> _What is asked_: Copy the lines of the rows below, starting at the one containing "label: yellow shirt" and ending at the one containing "top-left (659, 337), bottom-right (720, 370)", both ends included.

===== Information provided

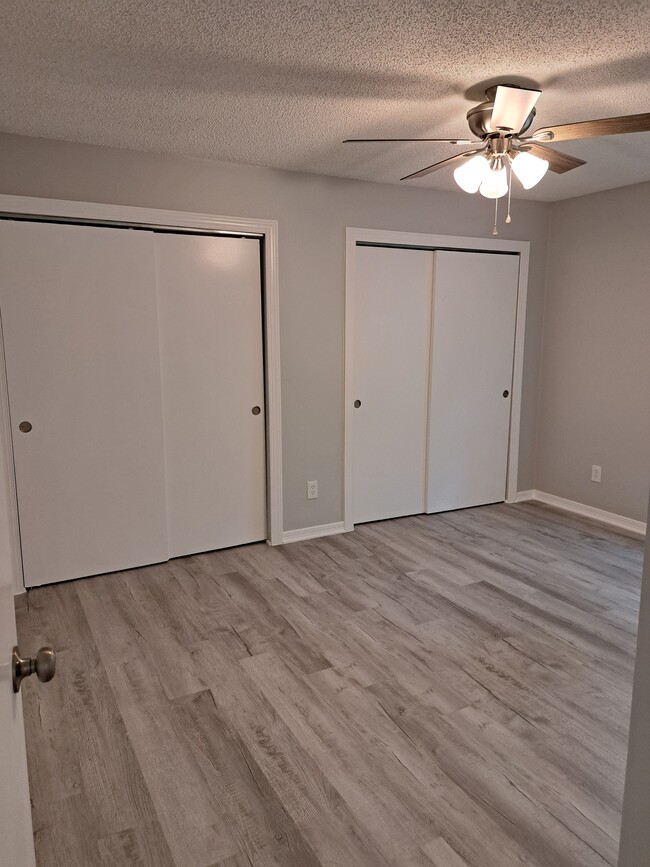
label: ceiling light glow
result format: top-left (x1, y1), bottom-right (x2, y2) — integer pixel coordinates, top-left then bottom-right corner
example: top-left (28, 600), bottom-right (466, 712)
top-left (479, 162), bottom-right (508, 199)
top-left (454, 154), bottom-right (490, 193)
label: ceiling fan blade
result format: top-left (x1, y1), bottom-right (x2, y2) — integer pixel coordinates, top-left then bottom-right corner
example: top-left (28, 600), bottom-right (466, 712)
top-left (343, 138), bottom-right (478, 144)
top-left (400, 148), bottom-right (485, 181)
top-left (521, 142), bottom-right (586, 175)
top-left (490, 84), bottom-right (542, 132)
top-left (532, 113), bottom-right (650, 141)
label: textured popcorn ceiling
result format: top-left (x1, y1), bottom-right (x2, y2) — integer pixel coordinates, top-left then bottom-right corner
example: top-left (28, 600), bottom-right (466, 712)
top-left (0, 0), bottom-right (650, 200)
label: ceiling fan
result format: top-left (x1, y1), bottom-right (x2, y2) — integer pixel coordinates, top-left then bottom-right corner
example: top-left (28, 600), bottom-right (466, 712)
top-left (344, 84), bottom-right (650, 234)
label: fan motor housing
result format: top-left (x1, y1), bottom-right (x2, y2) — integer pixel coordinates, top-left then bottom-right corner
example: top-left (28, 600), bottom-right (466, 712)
top-left (467, 85), bottom-right (536, 138)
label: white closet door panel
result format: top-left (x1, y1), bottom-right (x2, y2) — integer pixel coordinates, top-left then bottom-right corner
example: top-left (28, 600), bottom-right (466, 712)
top-left (349, 247), bottom-right (433, 522)
top-left (155, 233), bottom-right (266, 557)
top-left (427, 251), bottom-right (519, 512)
top-left (0, 222), bottom-right (167, 586)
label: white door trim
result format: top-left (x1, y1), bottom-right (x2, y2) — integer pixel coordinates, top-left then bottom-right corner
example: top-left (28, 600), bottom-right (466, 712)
top-left (0, 195), bottom-right (282, 593)
top-left (343, 226), bottom-right (530, 532)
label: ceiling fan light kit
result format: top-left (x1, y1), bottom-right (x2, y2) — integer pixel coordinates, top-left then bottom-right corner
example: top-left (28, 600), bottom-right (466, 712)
top-left (346, 84), bottom-right (650, 234)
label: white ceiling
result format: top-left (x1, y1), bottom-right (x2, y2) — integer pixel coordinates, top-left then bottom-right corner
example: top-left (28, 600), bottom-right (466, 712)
top-left (0, 0), bottom-right (650, 201)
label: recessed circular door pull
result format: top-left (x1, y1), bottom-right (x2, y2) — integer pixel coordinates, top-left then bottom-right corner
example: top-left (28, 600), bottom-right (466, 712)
top-left (11, 647), bottom-right (56, 692)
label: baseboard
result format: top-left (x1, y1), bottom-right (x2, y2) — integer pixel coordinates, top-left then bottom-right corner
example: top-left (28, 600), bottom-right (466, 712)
top-left (282, 521), bottom-right (345, 544)
top-left (514, 491), bottom-right (647, 536)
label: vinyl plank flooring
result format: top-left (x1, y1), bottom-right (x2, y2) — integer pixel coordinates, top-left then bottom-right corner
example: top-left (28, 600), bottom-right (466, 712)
top-left (17, 504), bottom-right (642, 867)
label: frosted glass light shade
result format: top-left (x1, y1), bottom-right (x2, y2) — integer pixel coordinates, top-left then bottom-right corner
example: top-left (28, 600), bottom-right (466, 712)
top-left (479, 167), bottom-right (508, 199)
top-left (454, 154), bottom-right (490, 193)
top-left (512, 151), bottom-right (548, 190)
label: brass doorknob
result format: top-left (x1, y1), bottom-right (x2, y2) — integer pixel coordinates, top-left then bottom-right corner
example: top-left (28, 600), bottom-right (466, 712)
top-left (11, 646), bottom-right (56, 692)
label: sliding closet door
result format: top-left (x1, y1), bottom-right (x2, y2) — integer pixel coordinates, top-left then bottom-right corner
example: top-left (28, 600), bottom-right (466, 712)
top-left (348, 247), bottom-right (433, 523)
top-left (0, 222), bottom-right (167, 587)
top-left (427, 251), bottom-right (519, 512)
top-left (155, 233), bottom-right (266, 557)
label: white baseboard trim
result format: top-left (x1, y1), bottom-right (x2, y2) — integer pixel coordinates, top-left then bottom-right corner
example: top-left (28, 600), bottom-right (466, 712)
top-left (514, 491), bottom-right (647, 536)
top-left (282, 521), bottom-right (345, 544)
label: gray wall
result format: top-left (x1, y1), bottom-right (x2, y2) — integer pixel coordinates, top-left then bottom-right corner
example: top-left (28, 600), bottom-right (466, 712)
top-left (0, 135), bottom-right (549, 530)
top-left (618, 496), bottom-right (650, 867)
top-left (535, 183), bottom-right (650, 521)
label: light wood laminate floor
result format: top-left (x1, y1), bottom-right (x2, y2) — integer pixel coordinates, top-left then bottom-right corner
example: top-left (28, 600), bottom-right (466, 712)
top-left (17, 504), bottom-right (642, 867)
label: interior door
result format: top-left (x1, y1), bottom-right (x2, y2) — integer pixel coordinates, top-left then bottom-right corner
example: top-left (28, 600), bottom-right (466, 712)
top-left (426, 250), bottom-right (519, 512)
top-left (348, 246), bottom-right (433, 523)
top-left (0, 420), bottom-right (35, 867)
top-left (0, 222), bottom-right (167, 587)
top-left (154, 233), bottom-right (266, 557)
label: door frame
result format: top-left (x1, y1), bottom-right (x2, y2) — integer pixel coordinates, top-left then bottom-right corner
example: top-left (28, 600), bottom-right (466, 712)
top-left (0, 195), bottom-right (282, 593)
top-left (343, 226), bottom-right (530, 533)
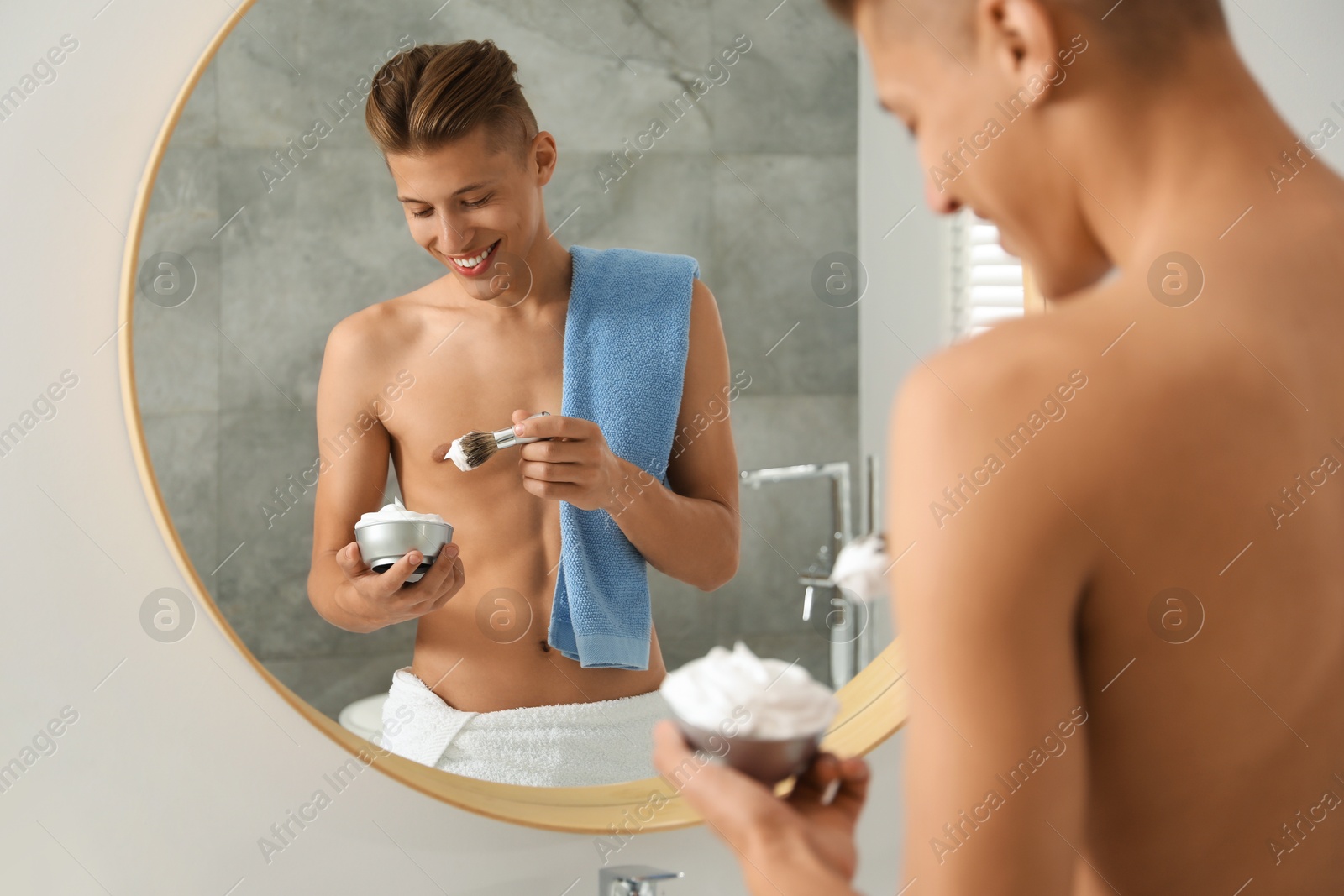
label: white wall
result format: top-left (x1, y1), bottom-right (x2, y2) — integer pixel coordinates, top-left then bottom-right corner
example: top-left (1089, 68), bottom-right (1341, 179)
top-left (0, 0), bottom-right (914, 896)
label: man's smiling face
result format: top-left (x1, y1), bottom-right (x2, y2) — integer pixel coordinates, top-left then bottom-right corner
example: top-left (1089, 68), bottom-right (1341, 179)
top-left (855, 0), bottom-right (1110, 297)
top-left (387, 126), bottom-right (555, 300)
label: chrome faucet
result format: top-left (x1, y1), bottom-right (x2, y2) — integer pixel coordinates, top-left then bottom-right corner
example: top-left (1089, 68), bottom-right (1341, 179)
top-left (739, 461), bottom-right (860, 688)
top-left (596, 865), bottom-right (684, 896)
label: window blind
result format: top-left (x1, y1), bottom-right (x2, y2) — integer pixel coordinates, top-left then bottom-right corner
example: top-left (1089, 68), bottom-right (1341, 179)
top-left (952, 208), bottom-right (1024, 340)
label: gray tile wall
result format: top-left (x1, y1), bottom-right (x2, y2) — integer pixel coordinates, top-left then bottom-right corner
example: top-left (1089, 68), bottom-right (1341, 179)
top-left (134, 0), bottom-right (858, 715)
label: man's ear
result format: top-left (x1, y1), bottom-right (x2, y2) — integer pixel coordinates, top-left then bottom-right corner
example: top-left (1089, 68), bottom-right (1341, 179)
top-left (974, 0), bottom-right (1062, 99)
top-left (528, 130), bottom-right (559, 186)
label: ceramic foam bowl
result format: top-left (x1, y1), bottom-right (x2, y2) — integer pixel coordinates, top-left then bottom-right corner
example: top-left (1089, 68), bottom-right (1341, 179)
top-left (354, 520), bottom-right (453, 582)
top-left (672, 715), bottom-right (825, 787)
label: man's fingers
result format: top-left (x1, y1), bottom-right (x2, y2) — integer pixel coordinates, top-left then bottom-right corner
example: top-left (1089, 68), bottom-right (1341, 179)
top-left (378, 549), bottom-right (425, 598)
top-left (513, 411), bottom-right (596, 439)
top-left (654, 720), bottom-right (782, 844)
top-left (517, 439), bottom-right (591, 464)
top-left (417, 542), bottom-right (457, 591)
top-left (519, 462), bottom-right (583, 484)
top-left (789, 752), bottom-right (869, 814)
top-left (336, 542), bottom-right (368, 579)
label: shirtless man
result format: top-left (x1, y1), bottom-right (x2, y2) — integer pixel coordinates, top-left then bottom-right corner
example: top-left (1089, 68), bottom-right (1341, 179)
top-left (307, 42), bottom-right (738, 773)
top-left (656, 0), bottom-right (1344, 896)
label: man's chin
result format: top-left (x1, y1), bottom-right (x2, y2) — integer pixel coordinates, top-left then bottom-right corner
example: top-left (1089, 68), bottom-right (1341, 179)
top-left (1032, 258), bottom-right (1111, 301)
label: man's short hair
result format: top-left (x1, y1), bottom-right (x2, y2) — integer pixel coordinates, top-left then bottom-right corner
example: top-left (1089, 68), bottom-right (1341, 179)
top-left (825, 0), bottom-right (1227, 69)
top-left (365, 40), bottom-right (538, 155)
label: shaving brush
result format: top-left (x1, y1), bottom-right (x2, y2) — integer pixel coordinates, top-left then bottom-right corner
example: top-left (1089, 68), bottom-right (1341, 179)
top-left (442, 411), bottom-right (549, 471)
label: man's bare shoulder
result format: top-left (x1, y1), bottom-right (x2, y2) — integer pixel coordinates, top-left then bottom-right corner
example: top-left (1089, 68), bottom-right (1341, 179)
top-left (327, 287), bottom-right (423, 361)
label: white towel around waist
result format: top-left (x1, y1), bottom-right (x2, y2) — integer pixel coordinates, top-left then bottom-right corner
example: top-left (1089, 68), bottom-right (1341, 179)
top-left (381, 666), bottom-right (672, 787)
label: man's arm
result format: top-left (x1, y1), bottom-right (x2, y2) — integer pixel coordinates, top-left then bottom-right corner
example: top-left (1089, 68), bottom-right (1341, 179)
top-left (515, 280), bottom-right (741, 591)
top-left (887, 347), bottom-right (1097, 896)
top-left (307, 318), bottom-right (465, 632)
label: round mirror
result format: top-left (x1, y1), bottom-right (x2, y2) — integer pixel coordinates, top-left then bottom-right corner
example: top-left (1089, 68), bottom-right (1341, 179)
top-left (123, 0), bottom-right (903, 831)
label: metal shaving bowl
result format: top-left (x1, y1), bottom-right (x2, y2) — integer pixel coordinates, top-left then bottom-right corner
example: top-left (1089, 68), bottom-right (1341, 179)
top-left (354, 520), bottom-right (453, 582)
top-left (672, 715), bottom-right (825, 787)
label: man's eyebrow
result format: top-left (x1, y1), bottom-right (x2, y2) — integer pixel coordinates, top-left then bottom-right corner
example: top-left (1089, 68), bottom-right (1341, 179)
top-left (396, 180), bottom-right (491, 206)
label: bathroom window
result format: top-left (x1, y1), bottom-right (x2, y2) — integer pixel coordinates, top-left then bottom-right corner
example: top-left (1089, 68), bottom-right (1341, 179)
top-left (952, 210), bottom-right (1026, 341)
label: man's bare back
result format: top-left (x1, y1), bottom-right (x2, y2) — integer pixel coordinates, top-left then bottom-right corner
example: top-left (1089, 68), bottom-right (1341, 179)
top-left (895, 186), bottom-right (1344, 894)
top-left (659, 0), bottom-right (1344, 896)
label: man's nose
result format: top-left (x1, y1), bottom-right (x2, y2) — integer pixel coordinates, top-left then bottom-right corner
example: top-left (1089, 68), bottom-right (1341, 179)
top-left (438, 211), bottom-right (469, 255)
top-left (925, 177), bottom-right (961, 215)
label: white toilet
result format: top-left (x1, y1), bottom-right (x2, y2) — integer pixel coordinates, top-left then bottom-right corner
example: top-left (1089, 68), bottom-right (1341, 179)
top-left (338, 692), bottom-right (387, 744)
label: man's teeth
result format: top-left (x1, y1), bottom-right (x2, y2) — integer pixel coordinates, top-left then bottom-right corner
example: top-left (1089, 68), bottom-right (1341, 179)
top-left (449, 244), bottom-right (495, 269)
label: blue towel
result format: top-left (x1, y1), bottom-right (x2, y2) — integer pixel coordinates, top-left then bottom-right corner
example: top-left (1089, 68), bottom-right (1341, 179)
top-left (547, 246), bottom-right (701, 670)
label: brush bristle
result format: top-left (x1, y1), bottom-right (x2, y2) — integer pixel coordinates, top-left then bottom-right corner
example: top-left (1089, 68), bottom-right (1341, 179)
top-left (459, 432), bottom-right (499, 470)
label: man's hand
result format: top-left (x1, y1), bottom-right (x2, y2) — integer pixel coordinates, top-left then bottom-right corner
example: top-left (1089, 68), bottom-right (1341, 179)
top-left (513, 411), bottom-right (625, 511)
top-left (336, 542), bottom-right (466, 631)
top-left (654, 720), bottom-right (869, 896)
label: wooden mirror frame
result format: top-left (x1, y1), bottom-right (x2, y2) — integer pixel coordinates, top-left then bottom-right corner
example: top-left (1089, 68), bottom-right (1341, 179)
top-left (117, 0), bottom-right (907, 834)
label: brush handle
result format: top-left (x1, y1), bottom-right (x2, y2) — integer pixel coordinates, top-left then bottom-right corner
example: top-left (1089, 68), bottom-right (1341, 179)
top-left (491, 411), bottom-right (551, 448)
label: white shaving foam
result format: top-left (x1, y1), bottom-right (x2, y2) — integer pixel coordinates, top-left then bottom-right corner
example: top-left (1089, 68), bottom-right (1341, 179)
top-left (660, 641), bottom-right (840, 740)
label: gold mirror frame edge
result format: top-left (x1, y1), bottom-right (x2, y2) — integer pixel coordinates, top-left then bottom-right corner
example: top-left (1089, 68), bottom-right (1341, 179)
top-left (117, 0), bottom-right (909, 834)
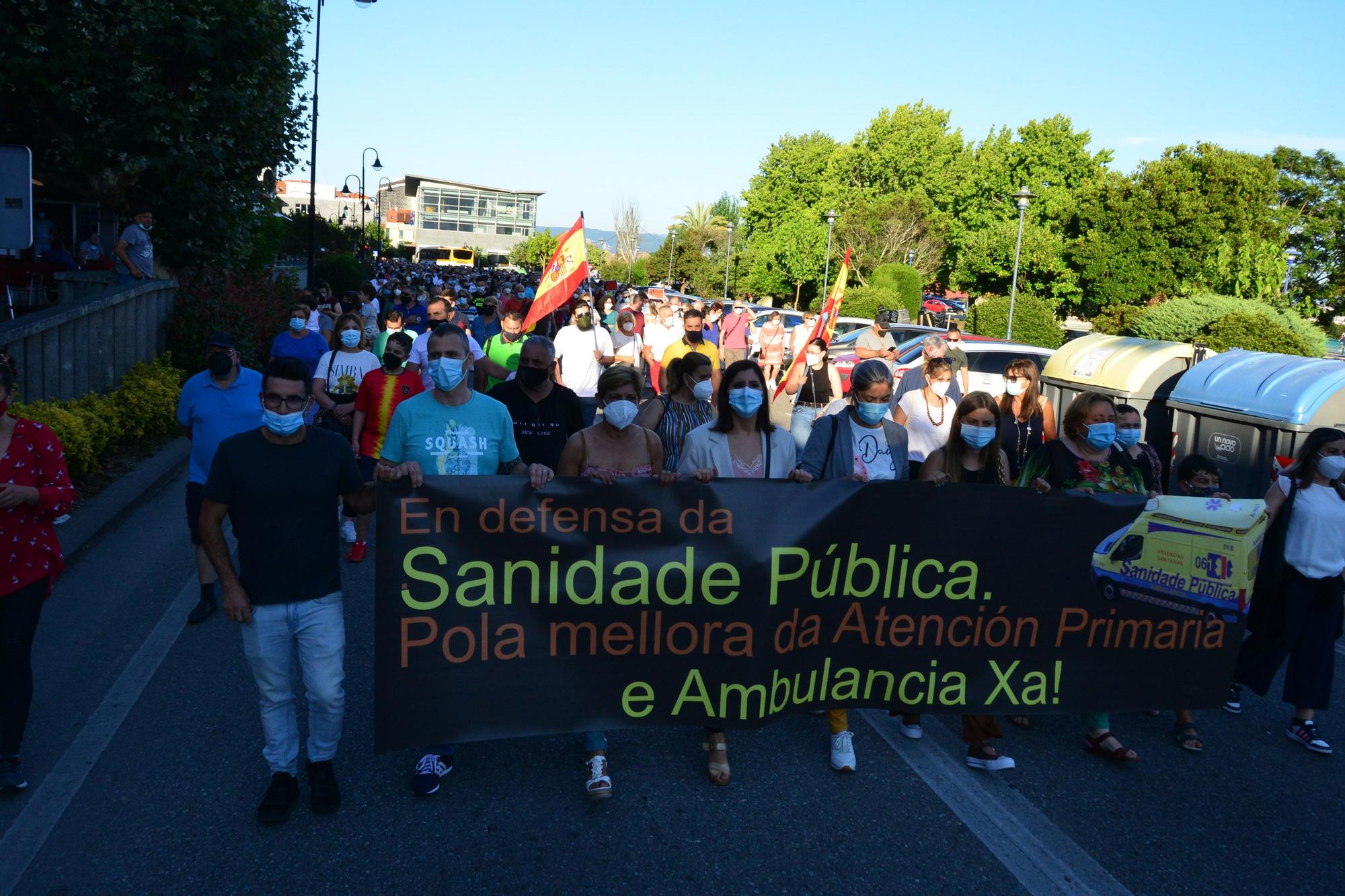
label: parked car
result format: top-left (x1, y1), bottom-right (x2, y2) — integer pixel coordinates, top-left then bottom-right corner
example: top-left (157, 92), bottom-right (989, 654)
top-left (833, 332), bottom-right (1056, 395)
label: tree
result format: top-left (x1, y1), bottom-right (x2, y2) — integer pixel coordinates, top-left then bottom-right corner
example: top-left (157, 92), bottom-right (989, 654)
top-left (508, 230), bottom-right (561, 270)
top-left (0, 0), bottom-right (308, 263)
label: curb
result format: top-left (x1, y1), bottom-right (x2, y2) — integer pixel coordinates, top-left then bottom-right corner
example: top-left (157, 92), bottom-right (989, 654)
top-left (56, 438), bottom-right (191, 567)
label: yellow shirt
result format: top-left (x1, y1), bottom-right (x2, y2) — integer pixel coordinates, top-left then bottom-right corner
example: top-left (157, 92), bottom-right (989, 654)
top-left (659, 337), bottom-right (720, 370)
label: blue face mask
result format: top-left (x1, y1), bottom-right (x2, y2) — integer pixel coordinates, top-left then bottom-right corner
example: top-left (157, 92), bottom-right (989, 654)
top-left (429, 358), bottom-right (467, 391)
top-left (962, 423), bottom-right (998, 448)
top-left (261, 407), bottom-right (304, 436)
top-left (1084, 423), bottom-right (1116, 448)
top-left (1116, 426), bottom-right (1139, 448)
top-left (729, 386), bottom-right (765, 417)
top-left (857, 401), bottom-right (888, 425)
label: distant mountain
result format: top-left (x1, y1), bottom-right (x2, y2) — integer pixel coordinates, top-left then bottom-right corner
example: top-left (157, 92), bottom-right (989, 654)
top-left (538, 225), bottom-right (667, 253)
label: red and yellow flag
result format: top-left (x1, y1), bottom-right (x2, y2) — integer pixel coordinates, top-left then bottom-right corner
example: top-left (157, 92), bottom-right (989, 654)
top-left (523, 214), bottom-right (588, 332)
top-left (773, 249), bottom-right (850, 398)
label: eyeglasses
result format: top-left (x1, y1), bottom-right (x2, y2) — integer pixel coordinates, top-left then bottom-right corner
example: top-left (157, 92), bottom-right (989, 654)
top-left (261, 391), bottom-right (308, 413)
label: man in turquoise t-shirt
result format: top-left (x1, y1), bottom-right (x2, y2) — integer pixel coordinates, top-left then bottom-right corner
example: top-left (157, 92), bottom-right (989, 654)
top-left (375, 323), bottom-right (554, 797)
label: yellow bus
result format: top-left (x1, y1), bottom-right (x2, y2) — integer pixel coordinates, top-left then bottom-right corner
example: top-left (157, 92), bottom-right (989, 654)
top-left (417, 249), bottom-right (476, 268)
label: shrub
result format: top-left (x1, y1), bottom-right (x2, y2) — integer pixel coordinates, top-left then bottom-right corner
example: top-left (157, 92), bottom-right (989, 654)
top-left (1127, 292), bottom-right (1326, 358)
top-left (967, 293), bottom-right (1065, 348)
top-left (13, 355), bottom-right (182, 485)
top-left (309, 251), bottom-right (374, 296)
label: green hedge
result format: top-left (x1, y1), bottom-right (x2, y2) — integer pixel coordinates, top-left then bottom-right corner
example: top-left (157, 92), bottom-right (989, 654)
top-left (966, 294), bottom-right (1065, 348)
top-left (13, 355), bottom-right (182, 485)
top-left (1126, 292), bottom-right (1326, 358)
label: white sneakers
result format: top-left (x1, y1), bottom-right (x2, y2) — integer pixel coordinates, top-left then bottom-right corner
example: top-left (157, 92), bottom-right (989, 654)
top-left (831, 731), bottom-right (854, 772)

==========

> _Full answer_:
label: yellow shirt
result format: top-left (x1, y1), bottom-right (x2, y2) — integer pixel coordinates, top-left then bottom-right corner
example: top-left (157, 92), bottom-right (989, 654)
top-left (659, 337), bottom-right (720, 370)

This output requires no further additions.